Selected text Start Marker
Illness or Unavailability
Do you have a trusted associate or friend who could effectively cover for you if you suddenly became ill or otherwise unable to work for more than a couple of days?
Bear in mind that as well as personal illness, this could also be if a dependent or loved one becomes sick or needs urgent support from you.
Having a back-up is especially important for sole traders and freelancers, who typically operate within much narrower margins and have no colleagues to provide cover.
You may already have trusted associates or friends who work in your field who you refer work on to if you’re busy and vice versa. If you haven’t already, talk to them about the possibility of providing back-up to each other in case of an emergency.
If you don’t already have people like this in your network, set yourself an objective to identify some. Think about others in your field whose work you rate and whose integrity you respect.
Other Useful Info For Your Plan
Your disaster recovery plan should include your business insurance details — policy numbers and phone numbers to call in the event of a claim.
Think about who you might need to contact if a disaster strikes your business — this may include key clients, suppliers, and people you’ve identified as potential back-ups. You could also include useful contacts such as a local IT company.
List their names, who they are, phone numbers/email addresses, and triggers for contacting them (this may be obvious to you, but it is helpful to note in case someone else is using the plan on your behalf if you’re incapacitated).
Test and Review Your Disaster Recovery Plan
Once you’ve created your disaster recovery plan, do a test drill. (Buy yourself a hi-viz vest and clipboard if you want to get really method about it.)
Selected text End Marker
**Complete the following**
A. According to the passage on disaster recovery planning, whom might you need to contact if a disaster strikes your business? List each one it mentions.
B. Pick up the passage on disaster recovery planning after its last sentence and keep writing.
The entries that come after this passage have nothing to do with what follows.
Data for review Start Marker
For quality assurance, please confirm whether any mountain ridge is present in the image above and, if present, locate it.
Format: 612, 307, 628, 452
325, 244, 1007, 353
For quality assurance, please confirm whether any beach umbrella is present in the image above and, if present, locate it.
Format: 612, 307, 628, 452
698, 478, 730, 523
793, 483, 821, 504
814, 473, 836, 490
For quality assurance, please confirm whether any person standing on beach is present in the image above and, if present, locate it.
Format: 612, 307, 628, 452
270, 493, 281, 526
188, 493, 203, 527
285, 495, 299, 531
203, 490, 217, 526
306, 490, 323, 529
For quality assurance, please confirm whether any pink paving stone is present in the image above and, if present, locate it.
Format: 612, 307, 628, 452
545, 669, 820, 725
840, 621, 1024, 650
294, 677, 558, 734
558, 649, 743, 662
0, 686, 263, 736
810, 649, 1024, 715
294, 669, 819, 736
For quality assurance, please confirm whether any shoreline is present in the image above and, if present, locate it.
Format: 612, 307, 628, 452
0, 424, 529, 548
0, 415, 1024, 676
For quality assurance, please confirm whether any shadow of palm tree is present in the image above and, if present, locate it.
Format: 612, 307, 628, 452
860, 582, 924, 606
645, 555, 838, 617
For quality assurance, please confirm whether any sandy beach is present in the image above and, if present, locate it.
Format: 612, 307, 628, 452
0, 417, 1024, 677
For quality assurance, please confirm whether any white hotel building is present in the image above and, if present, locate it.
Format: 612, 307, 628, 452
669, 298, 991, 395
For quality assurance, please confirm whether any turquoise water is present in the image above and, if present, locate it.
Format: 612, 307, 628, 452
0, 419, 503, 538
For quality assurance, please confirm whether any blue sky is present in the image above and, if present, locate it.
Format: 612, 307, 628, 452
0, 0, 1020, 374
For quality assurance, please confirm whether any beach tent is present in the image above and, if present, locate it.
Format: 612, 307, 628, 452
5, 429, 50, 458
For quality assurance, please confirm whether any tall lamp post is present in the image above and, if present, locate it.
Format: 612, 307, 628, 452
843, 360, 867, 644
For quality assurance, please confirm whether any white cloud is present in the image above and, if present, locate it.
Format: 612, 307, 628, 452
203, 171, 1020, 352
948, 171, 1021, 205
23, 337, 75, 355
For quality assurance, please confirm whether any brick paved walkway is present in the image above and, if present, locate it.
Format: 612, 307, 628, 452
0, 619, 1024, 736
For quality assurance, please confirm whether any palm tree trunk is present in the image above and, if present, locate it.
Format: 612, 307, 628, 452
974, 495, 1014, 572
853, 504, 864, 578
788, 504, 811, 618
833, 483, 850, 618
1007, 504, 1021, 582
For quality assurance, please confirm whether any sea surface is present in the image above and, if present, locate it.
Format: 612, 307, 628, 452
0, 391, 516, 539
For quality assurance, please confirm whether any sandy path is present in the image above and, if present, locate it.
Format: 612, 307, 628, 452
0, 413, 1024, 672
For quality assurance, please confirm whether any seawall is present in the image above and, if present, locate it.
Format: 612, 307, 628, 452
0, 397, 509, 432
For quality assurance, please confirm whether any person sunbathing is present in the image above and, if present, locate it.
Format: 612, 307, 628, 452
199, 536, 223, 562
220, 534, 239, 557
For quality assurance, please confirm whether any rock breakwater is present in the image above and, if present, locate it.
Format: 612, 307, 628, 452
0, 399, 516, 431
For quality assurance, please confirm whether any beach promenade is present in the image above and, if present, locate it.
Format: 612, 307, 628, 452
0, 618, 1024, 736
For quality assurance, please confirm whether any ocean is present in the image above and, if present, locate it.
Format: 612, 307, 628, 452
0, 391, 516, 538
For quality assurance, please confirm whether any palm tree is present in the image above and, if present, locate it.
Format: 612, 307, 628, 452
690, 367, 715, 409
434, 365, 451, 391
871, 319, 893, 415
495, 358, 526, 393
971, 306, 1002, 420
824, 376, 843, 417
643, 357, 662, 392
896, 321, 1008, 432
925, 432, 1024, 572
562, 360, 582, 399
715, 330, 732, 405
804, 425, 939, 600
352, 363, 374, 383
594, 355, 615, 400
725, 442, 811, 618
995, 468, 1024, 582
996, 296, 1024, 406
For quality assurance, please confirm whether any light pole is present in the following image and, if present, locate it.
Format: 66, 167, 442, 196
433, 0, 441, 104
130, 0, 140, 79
Data for review End Marker
**Solved tasks**
A.
- Key clients
- Suppliers
- People you've identified as potential back-ups
- A local IT company

B.
Pick a morning to imagine that you can’t access your computer files or the internet. Run through the steps you’d take to be able to fix or get around this so you can do your work anyway. Try this with a few different scenarios from your plan.
It might sound a bit silly, but actually following the steps in practice will help you to identify gaps in your planning and other things you should consider adding to your plan.
Once you’re satisfied that your disaster recovery plan’s in good shape, put a reminder in your calendar to review it every six months. As your business and working practices evolve over time, your contingency plans and back-ups will need tweaking too.
And make sure you print off a few copies and store them in different places, for example, your desk, your car, your best friend’s house.
Don’t end up in a situation where the only place your disaster recovery plan is saved is on your laptop hard drive…which is no longer accessible due to a disaster.
While nobody can predict or prevent all disasters, you can take active steps to disaster-proof your business so that it won’t be knocked out by problems that arise.
Small businesses and freelancers are typically least likely to have a disaster recovery plan, yet are also most vulnerable to the impact of disasters. Investing time to create a disaster recovery plan is, therefore, a smart move to protect your business and increase its resilience to setbacks.
Putting in place preventative measures such as antivirus software, multiple back-ups, and using reliable providers, means your business is already in a robust position to avoid or minimize the impact of disasters occurring.
And identifying the software, equipment, and solutions you’ll need in the event something does go wrong means that you can move quickly in this situation to minimize the downtime for your business and resume normal service.
Your bank balance, blood pressure, and clients will all feel the benefits of this.